-- START OF Task inputs --

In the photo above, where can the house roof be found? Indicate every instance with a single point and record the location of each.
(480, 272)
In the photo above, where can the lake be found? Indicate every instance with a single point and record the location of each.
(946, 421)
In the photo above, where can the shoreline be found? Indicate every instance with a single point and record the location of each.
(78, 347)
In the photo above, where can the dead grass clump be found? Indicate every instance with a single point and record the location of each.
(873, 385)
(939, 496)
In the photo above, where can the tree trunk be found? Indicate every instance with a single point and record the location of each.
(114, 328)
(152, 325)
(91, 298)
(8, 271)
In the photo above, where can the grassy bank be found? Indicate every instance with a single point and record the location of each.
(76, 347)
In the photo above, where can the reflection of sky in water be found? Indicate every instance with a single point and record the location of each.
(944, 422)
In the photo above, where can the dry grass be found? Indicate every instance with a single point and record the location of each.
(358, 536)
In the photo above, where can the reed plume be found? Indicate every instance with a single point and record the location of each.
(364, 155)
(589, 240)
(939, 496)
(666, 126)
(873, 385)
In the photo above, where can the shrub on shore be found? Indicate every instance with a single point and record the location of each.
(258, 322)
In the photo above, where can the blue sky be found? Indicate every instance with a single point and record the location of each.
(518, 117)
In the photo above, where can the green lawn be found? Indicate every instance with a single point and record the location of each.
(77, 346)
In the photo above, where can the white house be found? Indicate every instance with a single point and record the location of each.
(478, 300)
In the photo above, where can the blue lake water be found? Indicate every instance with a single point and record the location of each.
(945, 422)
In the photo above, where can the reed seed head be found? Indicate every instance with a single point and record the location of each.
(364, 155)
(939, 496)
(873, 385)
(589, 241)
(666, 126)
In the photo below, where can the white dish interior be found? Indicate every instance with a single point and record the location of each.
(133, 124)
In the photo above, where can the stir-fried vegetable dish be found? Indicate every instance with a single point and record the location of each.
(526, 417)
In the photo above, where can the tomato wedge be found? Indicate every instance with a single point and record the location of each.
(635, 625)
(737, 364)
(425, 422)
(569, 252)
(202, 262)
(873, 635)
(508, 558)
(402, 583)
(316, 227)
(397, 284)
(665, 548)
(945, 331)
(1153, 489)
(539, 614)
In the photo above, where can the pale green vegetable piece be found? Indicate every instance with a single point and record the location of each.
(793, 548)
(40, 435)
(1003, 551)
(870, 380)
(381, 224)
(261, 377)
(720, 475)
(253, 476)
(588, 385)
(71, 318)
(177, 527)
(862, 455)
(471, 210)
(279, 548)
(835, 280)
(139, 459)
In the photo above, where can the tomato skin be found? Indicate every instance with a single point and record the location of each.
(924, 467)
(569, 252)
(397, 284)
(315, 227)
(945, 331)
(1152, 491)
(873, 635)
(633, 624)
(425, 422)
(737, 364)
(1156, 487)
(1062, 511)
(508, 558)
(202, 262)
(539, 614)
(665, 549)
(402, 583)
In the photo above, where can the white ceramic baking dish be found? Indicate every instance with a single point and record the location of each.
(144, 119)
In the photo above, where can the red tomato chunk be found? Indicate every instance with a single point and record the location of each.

-- END OF Task inputs --

■ Goal ■
Give the data again, exactly as it stands.

■ Complete response ■
In the photo above, where can the house roof be found? Indicate every instance with a single point and record the location of each.
(480, 272)
In the photo above, where can the lake be found? Indicate every instance with a single point and record the location of each.
(946, 421)
In the photo above, where can the shoreline be found? Indicate every instance with a single point and record the location of each.
(78, 347)
In the photo above, where can the dead grass clump be found? Indicate every instance with a single point and record the location of each.
(873, 385)
(939, 496)
In the photo above, where can the tree trunk be found? Indicate every instance with a single point and record the location of each.
(114, 328)
(152, 325)
(91, 298)
(8, 271)
In the photo above, where can the grassy bank be found? Indicate every instance with a single point and record the location of each.
(76, 347)
In the photo above, where can the reflection of sky in water be found? Indicate every instance with a single point and record the location of each.
(944, 422)
In the photo above, where can the dry grass be found? Indicate every instance with a single point and record the location of each.
(358, 536)
In the photo above, where can the reed plume be found? Indicate every instance with a single point and record the location of each.
(364, 155)
(589, 240)
(939, 496)
(666, 126)
(873, 385)
In the photo above, where can the shrub on shore be found? Indicate every instance with a single point and record the location of each.
(258, 322)
In the photo above, where can the blue sky be found? Indicate every instance with a single point and record the location of each.
(518, 117)
In the photo above, where can the green lawn be found? Indicate every instance with a single point and record the location of each.
(77, 346)
In the photo above, where can the white house be found? Indicate every instance with a single point and record the location of each.
(478, 300)
In the photo above, where can the blue lake water be found? Indicate every instance with a single point and record the location of each.
(945, 422)
In the photo above, where can the reed seed head be found? Indicate every instance with a single point and record the location of each.
(364, 155)
(939, 496)
(873, 385)
(589, 241)
(666, 126)
In the photo below, where can the white dish interior be found? Indicate every instance with a single point and record the location of each.
(133, 124)
In the photo above, where can the stir-fried vegetable dish be found? Indicate every instance with a single point and record the location of each.
(526, 417)
In the photo above, where can the tomato wedge be found? Indicate every instance with a single point and record the location of each.
(635, 625)
(737, 364)
(425, 422)
(569, 252)
(202, 262)
(873, 635)
(508, 558)
(402, 583)
(316, 227)
(397, 284)
(665, 548)
(945, 331)
(1153, 489)
(539, 614)
In the photo above, where can the pale green vegetable piece be found? Indicate every instance with a single point and record the location of each.
(793, 548)
(40, 435)
(1003, 551)
(870, 380)
(381, 224)
(261, 377)
(720, 475)
(253, 476)
(588, 385)
(71, 318)
(177, 527)
(862, 455)
(471, 210)
(279, 548)
(835, 280)
(139, 459)
In the photo above, where can the tomato skin be found? Indicate every instance with a single point and record the location of each.
(924, 467)
(569, 252)
(397, 284)
(315, 227)
(945, 331)
(1152, 491)
(873, 635)
(633, 624)
(425, 422)
(737, 364)
(1156, 487)
(1062, 511)
(508, 558)
(202, 262)
(539, 614)
(665, 549)
(402, 583)
In the photo above, where can the white ceramic baking dish be found? Indicate every instance with a single point and record the location of each.
(144, 119)
In the photo above, where can the red tomato chunk be found? Indicate every instance with a single point and record the location of each.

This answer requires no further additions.